-- Begin Data for this exercise --
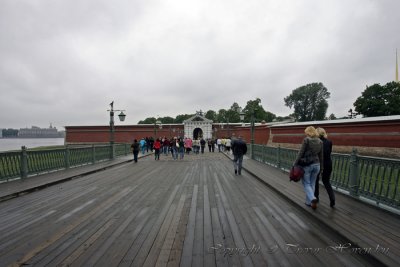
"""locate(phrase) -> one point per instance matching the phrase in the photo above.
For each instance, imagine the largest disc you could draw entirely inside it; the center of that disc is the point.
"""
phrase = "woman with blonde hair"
(327, 164)
(310, 157)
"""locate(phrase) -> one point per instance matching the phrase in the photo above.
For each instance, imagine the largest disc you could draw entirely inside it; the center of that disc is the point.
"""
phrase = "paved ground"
(190, 212)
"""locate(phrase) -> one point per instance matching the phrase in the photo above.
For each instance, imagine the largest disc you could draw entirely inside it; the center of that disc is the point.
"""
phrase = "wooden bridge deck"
(190, 212)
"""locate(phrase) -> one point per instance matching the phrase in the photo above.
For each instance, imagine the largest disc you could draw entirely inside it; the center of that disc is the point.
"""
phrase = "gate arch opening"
(197, 133)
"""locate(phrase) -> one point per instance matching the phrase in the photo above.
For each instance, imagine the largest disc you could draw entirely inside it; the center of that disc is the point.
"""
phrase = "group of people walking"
(315, 158)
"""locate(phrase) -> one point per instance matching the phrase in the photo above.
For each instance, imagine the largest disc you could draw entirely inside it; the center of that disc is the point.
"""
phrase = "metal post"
(67, 155)
(278, 157)
(353, 175)
(93, 154)
(252, 136)
(112, 130)
(24, 162)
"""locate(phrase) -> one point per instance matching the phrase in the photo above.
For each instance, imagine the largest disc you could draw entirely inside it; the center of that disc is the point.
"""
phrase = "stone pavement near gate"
(372, 229)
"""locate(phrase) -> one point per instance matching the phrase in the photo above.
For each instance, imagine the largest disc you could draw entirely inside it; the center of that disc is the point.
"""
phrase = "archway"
(197, 133)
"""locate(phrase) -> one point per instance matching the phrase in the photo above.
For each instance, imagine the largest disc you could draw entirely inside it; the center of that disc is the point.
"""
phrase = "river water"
(7, 144)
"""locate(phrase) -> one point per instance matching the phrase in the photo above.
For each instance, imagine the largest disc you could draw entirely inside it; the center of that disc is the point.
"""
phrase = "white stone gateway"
(198, 126)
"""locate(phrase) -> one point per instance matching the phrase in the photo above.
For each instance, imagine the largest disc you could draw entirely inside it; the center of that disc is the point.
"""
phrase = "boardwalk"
(191, 212)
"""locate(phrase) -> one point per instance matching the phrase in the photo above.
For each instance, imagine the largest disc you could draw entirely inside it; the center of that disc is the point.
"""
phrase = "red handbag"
(296, 173)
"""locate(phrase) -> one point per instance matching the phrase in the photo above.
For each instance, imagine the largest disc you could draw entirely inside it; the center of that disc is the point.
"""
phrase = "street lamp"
(352, 114)
(157, 123)
(252, 134)
(121, 117)
(241, 116)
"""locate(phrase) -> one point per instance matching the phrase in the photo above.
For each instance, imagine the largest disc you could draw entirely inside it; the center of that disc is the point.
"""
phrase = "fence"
(24, 163)
(377, 179)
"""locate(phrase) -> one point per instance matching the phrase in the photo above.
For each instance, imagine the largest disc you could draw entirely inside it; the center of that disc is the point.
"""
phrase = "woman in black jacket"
(327, 162)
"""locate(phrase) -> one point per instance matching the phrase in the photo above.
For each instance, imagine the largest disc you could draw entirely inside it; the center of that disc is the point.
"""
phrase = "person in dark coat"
(135, 147)
(310, 157)
(327, 163)
(239, 149)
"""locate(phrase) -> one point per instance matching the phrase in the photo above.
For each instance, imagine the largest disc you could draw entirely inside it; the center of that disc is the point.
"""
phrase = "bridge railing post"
(278, 157)
(353, 174)
(24, 162)
(67, 157)
(93, 154)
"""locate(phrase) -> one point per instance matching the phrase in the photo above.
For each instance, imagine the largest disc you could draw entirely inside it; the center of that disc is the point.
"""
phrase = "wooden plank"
(187, 252)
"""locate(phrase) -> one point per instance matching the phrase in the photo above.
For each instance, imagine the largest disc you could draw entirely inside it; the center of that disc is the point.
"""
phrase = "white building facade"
-- End Data for this exercise --
### Task instructions
Except for the pictures, give all the material above again verbatim.

### Problem solution
"""locate(phrase) -> one point per instance matching the phrase in the photo above.
For each instance, imagine the largest disc you could draw entirely inside it; the center of that disc is the point.
"""
phrase = "woman with blonde hair"
(327, 164)
(310, 157)
"""locate(phrase) -> one point per instance matching the phrase in the photo above.
For each instance, imagine the largest disc you could draw entirely inside it; the center of that disc is the point.
"""
phrase = "paved ground"
(190, 212)
"""locate(phrase) -> one point per instance matching the phrase in the photo above.
For each instance, imagine the largest disc you could draw entirely inside it; the center of that disc is the point.
"""
phrase = "wooden bridge deck"
(190, 212)
"""locate(phrase) -> one point per instance matching the phrase in the photo above.
For each instance, imagine the largest disc you could draw entirely inside it; the center of that disc is the point.
"""
phrase = "gate arch opening"
(197, 133)
"""locate(phrase) -> one point per instance matching the phrase in the photo above.
For each instance, imagine the largest disc you could draw entirely inside it; the center of that disc is the point.
"""
phrase = "group of people walking"
(315, 158)
"""locate(phrase) -> one point per instance matching the phrase in the photo above.
For each instance, imagine the largest disc you could draw entirely inside it; the center of that disc is the point.
"""
phrase = "metal post"
(67, 155)
(278, 157)
(353, 175)
(93, 154)
(252, 136)
(112, 130)
(24, 162)
"""locate(phrase) -> one point per instance matching the phrase in the photo above.
For each instance, imagine the largest disc you could draw entirely inside it; the center of that disc is the point.
"""
phrase = "stone pavement near gate"
(372, 229)
"""locate(phrase) -> one point per instance matching the phrase in the photo above.
For each instance, imagine the largest disc you could draw entirely inside it; the center of that disc is the point.
"""
phrase = "archway"
(197, 133)
"""locate(phrase) -> one point per instance matching the phrase in the photo above.
For each instance, imagine the largest disc you could draw entirely inside it; the center of that disc is the point.
"""
phrase = "river water"
(7, 144)
"""locate(phrase) -> one point per instance matching the phrase in the photo above.
For each instance, imagine the largest disc you could draw entirely inside it; the center of that disc is the point.
"""
phrase = "white stone gateway"
(198, 126)
"""locate(phrase) -> one point per instance matching the phrase in the photo above.
For each instance, imagine the largest disc you could draw entirely inside it; the center of that disc is the point.
"""
phrase = "boardwalk"
(191, 212)
"""locate(phrase) -> one point per instance matching the phrase in the photo above.
For each instance, imagine the largest disc you could draw entirely inside it; the center of that disc is the point.
"""
phrase = "red handbag"
(296, 173)
"""locate(phrase) -> one point per instance matching the phrase in the photo above.
For each instance, imagine the largest disc you could draw entirely inside it; the center of that disc is the point.
"""
phrase = "street lamp"
(352, 114)
(157, 123)
(252, 134)
(121, 117)
(241, 116)
"""locate(phrase) -> one point per instance matching the phrase in the photo above.
For each instance, imagine the largest disc you could draw entirely inside it; the center of that disc is the point.
"""
phrase = "fence"
(24, 163)
(377, 179)
"""locate(phrase) -> one point per instance matching the phrase in the photo above.
For each instance, imagine the largest disc you could draw entirely inside it; the center of that disc is the point.
"""
phrase = "woman in black jacket"
(327, 162)
"""locate(phrase) -> one point per instance matching the phrase in the photo above.
For each instance, imagine the largest disc you could draw entirely inside it; the center of that disc is the point.
"""
phrase = "person in dark coat"
(135, 147)
(310, 157)
(327, 163)
(239, 149)
"""locate(phrase) -> one point per instance matching the phrase in the photo above.
For each instance, imagine the largest disc you could draw entirely inside it; the center of that disc is the point.
"""
phrase = "bridge railing post"
(278, 157)
(353, 174)
(24, 162)
(67, 157)
(93, 154)
"""locate(phrase) -> one point per instance matching the phrase in the photo above.
For each instance, imagine the largest disc you could draw entirely inside it; the center of that disc is the point.
"""
phrase = "wooden plank"
(187, 252)
"""locate(phrase) -> one point per instance matching the phrase in the photo above.
For each instance, imagine the largest disc you could draw entirely inside it; the center of that disc is the point.
"""
phrase = "white building facade"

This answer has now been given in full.